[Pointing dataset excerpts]
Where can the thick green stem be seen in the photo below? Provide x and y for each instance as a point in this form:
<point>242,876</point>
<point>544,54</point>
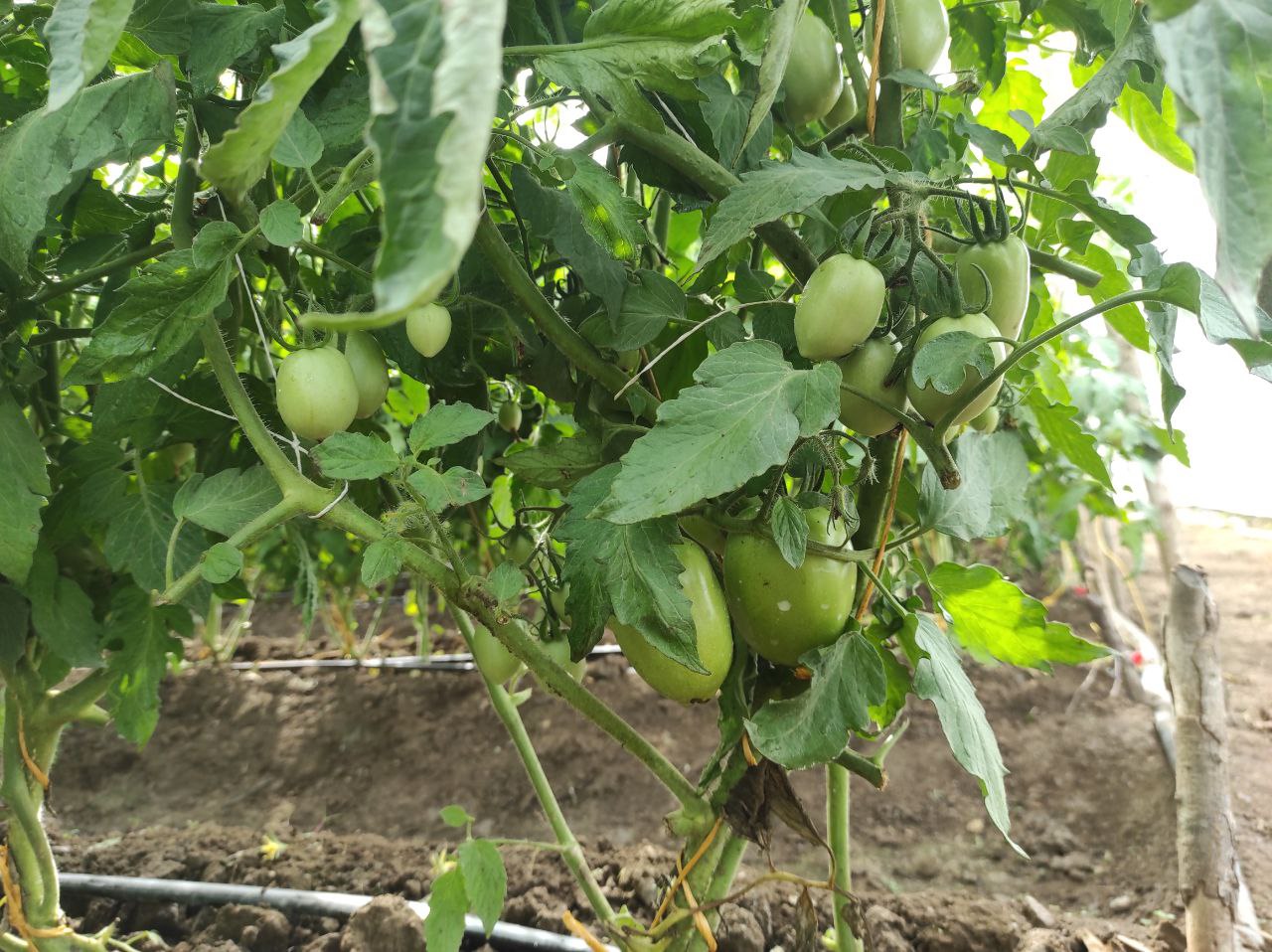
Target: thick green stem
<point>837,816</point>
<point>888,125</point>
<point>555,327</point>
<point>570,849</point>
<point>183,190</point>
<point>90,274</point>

---

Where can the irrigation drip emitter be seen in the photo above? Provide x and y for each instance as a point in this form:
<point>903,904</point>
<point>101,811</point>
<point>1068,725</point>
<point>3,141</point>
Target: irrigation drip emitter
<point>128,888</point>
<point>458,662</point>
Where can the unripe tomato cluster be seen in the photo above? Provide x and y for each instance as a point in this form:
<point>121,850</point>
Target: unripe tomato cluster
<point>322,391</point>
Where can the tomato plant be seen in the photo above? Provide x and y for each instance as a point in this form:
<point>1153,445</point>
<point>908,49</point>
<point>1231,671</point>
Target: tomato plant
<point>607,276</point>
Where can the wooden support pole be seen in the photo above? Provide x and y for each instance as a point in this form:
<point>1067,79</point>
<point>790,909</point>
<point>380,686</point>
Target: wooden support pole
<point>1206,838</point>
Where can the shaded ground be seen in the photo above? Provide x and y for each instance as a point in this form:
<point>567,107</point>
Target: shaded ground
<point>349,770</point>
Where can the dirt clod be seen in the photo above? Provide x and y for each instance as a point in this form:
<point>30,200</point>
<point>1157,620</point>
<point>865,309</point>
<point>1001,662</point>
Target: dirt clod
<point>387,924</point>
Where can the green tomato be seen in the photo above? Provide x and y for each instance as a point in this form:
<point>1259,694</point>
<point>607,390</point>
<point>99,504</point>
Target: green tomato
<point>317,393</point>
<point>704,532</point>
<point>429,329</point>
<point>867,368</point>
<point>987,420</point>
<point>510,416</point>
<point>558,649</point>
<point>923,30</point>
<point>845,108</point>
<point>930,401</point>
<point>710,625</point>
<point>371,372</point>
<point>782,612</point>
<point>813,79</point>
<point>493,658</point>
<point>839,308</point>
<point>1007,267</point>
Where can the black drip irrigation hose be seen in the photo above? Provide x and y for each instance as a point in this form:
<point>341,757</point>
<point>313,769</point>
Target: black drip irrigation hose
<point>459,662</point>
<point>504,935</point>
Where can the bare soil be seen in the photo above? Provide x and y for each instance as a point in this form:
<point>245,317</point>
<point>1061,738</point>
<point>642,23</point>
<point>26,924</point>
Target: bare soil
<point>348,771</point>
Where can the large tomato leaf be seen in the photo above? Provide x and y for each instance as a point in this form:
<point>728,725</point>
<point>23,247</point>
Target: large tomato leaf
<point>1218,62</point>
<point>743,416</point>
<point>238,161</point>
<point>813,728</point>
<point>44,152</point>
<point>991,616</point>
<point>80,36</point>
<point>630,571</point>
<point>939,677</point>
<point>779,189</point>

**Goal:**
Starting at the line that has "Where can the bare" and stopping after the line that has "<point>348,771</point>", reproduce the material with "bare soil" swapped for "exposed soil" and nothing else altered.

**Result for this exercise:**
Where can the exposed soil be seen in the photo above? Provide x and y for each instance as a point in this form:
<point>245,317</point>
<point>1061,738</point>
<point>642,23</point>
<point>26,924</point>
Target: exposed soil
<point>348,771</point>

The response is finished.